◆ Data excerpts
-=-=-
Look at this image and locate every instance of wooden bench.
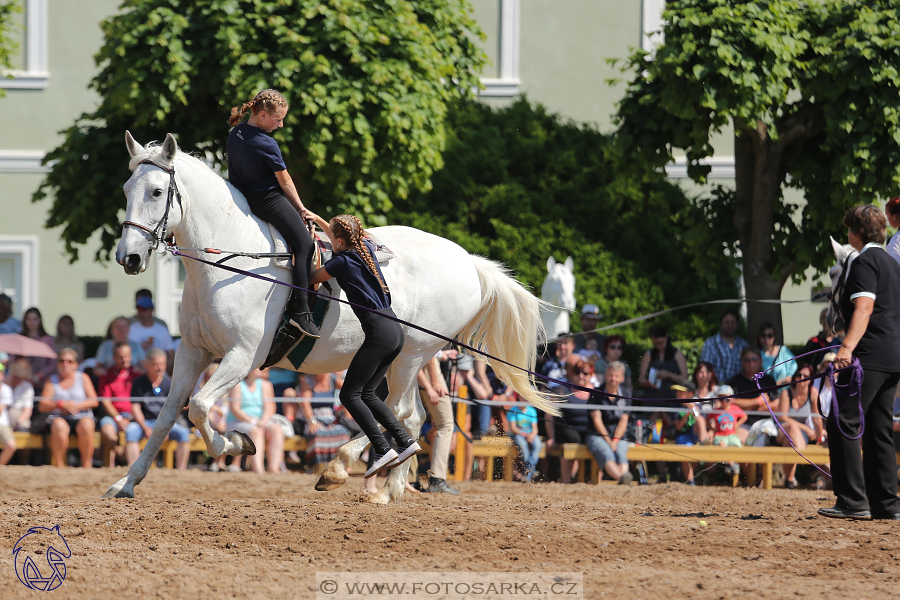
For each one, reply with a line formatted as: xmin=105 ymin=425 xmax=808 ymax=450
xmin=550 ymin=444 xmax=829 ymax=490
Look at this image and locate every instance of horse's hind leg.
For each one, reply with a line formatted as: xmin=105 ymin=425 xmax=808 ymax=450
xmin=103 ymin=344 xmax=210 ymax=498
xmin=188 ymin=351 xmax=256 ymax=456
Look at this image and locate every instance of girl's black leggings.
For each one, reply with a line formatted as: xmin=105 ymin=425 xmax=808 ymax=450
xmin=244 ymin=190 xmax=316 ymax=312
xmin=340 ymin=308 xmax=411 ymax=454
-=-=-
Rewrite every line of the entries above, requests included, multiplying each bounding-box coordinate in the answers by 1.4 and rounding to whole numbers, with halves rounded up; the sample coordinates in the requests stay as they are. Leave the pictures out.

Look at this image and locate every instance of wooden bench.
For each one, reply with a line formatted as: xmin=105 ymin=425 xmax=808 ymax=450
xmin=770 ymin=622 xmax=1161 ymax=686
Look at this image and locate every instance of horse's hind leg.
For each one, reply with a line formatted as: xmin=105 ymin=425 xmax=808 ymax=450
xmin=144 ymin=482 xmax=294 ymax=697
xmin=263 ymin=491 xmax=358 ymax=638
Look at this image and locate every instance of girl's black leggings.
For each one, reply with a line formatted as: xmin=105 ymin=425 xmax=808 ymax=450
xmin=342 ymin=266 xmax=442 ymax=437
xmin=476 ymin=431 xmax=575 ymax=636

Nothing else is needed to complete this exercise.